▶ TASK INSTRUCTIONS
Copy the data below line for line, leaving out the pictures.

[Data items]

----------

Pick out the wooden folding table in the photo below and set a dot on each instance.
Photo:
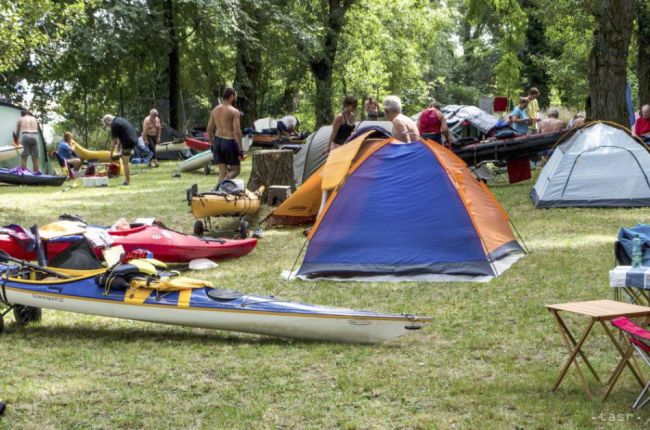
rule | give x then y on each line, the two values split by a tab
600	311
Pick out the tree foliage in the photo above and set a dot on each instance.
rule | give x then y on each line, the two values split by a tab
86	58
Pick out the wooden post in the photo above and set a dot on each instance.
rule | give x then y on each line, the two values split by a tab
271	167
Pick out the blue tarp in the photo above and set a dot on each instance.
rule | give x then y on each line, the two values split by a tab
625	236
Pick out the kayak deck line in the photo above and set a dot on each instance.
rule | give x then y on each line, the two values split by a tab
402	317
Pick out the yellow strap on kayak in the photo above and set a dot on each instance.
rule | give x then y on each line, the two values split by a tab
157	263
144	267
177	283
136	296
184	298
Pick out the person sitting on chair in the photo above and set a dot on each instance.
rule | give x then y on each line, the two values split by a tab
552	123
287	125
642	124
432	123
65	152
343	124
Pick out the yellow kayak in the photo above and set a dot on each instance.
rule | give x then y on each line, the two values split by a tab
101	156
210	204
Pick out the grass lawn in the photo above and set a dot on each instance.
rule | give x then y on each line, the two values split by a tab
488	360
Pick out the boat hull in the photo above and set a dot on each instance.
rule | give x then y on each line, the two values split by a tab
166	245
197	144
195	162
7	177
9	152
172	247
208	205
507	149
247	314
171	147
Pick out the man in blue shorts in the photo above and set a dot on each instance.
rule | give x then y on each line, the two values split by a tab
225	134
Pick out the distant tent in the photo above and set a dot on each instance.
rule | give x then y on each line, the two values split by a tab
600	165
265	124
170	136
313	154
9	116
303	205
407	212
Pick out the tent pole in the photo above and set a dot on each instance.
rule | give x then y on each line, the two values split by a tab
526	249
298	257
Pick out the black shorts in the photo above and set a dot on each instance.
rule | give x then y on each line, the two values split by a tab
127	147
151	144
436	137
225	151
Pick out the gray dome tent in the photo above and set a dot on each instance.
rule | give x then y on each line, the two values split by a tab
313	155
600	165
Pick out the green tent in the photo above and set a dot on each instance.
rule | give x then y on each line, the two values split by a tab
9	116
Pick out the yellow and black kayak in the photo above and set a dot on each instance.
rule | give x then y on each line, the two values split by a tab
218	203
135	291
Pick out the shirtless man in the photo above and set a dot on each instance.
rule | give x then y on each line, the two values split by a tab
124	136
578	120
552	123
28	125
404	128
226	146
151	131
642	124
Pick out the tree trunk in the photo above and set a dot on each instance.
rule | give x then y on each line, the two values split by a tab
248	65
323	65
642	9
246	77
608	61
536	45
322	72
271	167
174	68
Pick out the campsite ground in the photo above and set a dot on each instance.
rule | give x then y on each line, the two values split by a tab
487	361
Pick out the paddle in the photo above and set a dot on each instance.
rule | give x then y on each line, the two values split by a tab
4	257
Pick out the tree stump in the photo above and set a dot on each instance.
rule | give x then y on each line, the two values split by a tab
271	167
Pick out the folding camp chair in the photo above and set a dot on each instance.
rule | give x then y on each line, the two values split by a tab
639	339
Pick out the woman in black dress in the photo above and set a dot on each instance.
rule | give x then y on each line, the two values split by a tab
343	124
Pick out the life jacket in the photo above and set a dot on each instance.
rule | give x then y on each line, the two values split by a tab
429	121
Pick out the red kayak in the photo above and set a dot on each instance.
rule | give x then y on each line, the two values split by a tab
166	245
198	144
172	247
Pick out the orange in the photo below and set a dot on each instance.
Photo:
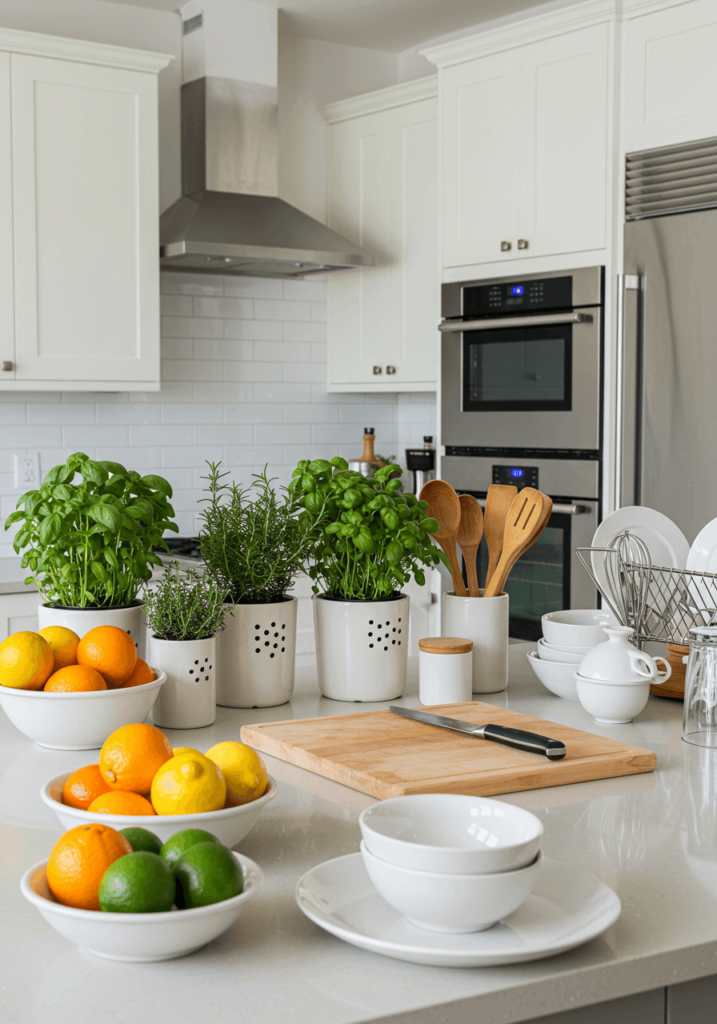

----------

▶ WRITTEN REPLY
Pick out the wooden folding table in the photo below and set a dot on each instance.
Photo:
rule | give x then y on each line, the two values split by a tab
600	311
Pick out the tree foliage in the photo above and set a dot on each instance.
rule | give x then y on each line, the two values split by a tab
86	58
Pick out the wooden post in the photo above and set a dot on each instance.
rule | give x then y on each line, the two values split by a tab
271	167
Pick out the blue tarp in the photo above and set a dot on each instance.
rule | give x then y on each line, the two values split by a tab
625	236
Pick out the kayak deck line in the photo above and set a dot on each instance.
rule | give x then y on each line, the two values split by a tab
402	317
Pick out the yellow strap on kayak in the photo above and set a dot on each instance.
rule | give x then y on each line, the two values split by a tab
157	263
144	267
177	283
136	296
184	298
Pick out the person sitting on chair in the photo above and set a dot on each instance.
rule | give x then y on each line, the two values split by a tab
552	123
287	125
642	124
432	123
65	152
343	124
Pick out the yellow kayak in the photo above and set a dot on each instance.
rule | give x then y on each line, the two values split by a tab
101	156
210	204
Pick out the grass lawn in the photo above and set a dot on each instance.
rule | give x then y on each line, the two values split by a tab
488	360
Pick out the boat hull in the photo above and set a dot on each instance.
rule | give x then y on each line, the two values split by a tab
166	245
197	144
195	162
7	177
9	152
172	247
208	205
507	149
247	314
171	147
Pick out the man in blue shorts in the photo above and set a dot on each instance.
rule | give x then y on each line, the two values split by a tab
225	134
Pick out the distant tent in the photo above and set a dot on each instance.
rule | give x then y on each line, the two values split by a tab
600	165
265	124
170	136
313	154
9	116
303	205
407	212
Pick out the tent pole in the photo above and set a dot on each instance.
rule | give x then y on each line, the two values split by a tab
526	249
298	257
Pick out the black shorts in the photo above and set a dot on each instance.
rule | give x then y on each line, the two values split by a tab
127	147
151	144
436	137
225	151
Pick out the gray dome tent in the photo above and set a dot on each instance.
rule | give x then y on each line, the two values split by a tab
313	155
600	165
Pick out the green tent in the photo above and set a dot on each instance.
rule | give x then y on each line, the two values split by a tab
9	116
Pick out the yellow and black kayak in the photo above and set a dot on each instance.
rule | give x then y on each line, the two values split by a tab
218	203
135	291
Pick out the shirtless man in the photo above and set a dot on each instance.
rule | give x then y on each line, the two values split by a tab
124	136
578	120
552	123
28	125
404	128
226	146
151	131
642	124
Pick out the tree trunk in the photo above and set a dot on each instance.
rule | give x then y on each line, the two values split by a tab
248	65
323	65
642	9
246	77
608	61
536	45
322	72
271	167
174	68
Pick out the campsite ground in the photo above and set a dot on each instance.
rule | give x then y on each line, the two values split by a tab
487	361
Pick out the paddle in the photo above and set a dot on each instance.
rule | give x then y on each line, the two values split by a tab
4	257
Pick out the tree stump in the photo above and set a dot on each instance.
rule | give x then y on each line, the two values split by a tab
271	167
Pick out the folding camp chair in the photo above and set a dot on each instance.
rule | give x then y on each line, the two values split by a tab
639	339
Pick out the woman in black dress in the photo above and set a dot on each instance.
rule | give x then y on each line, the two values split by a tab
343	124
Pick out the life jacket in the photo above and set a dot on each instance.
rule | give x then y on each line, the two values split by a tab
429	121
Pick out the red kayak in the photo above and set a dot on each instance.
rule | give x then y on each line, the two values split by a tab
166	245
198	144
172	247
Pick out the orange in the photo below and set a dot on each instance.
Photo:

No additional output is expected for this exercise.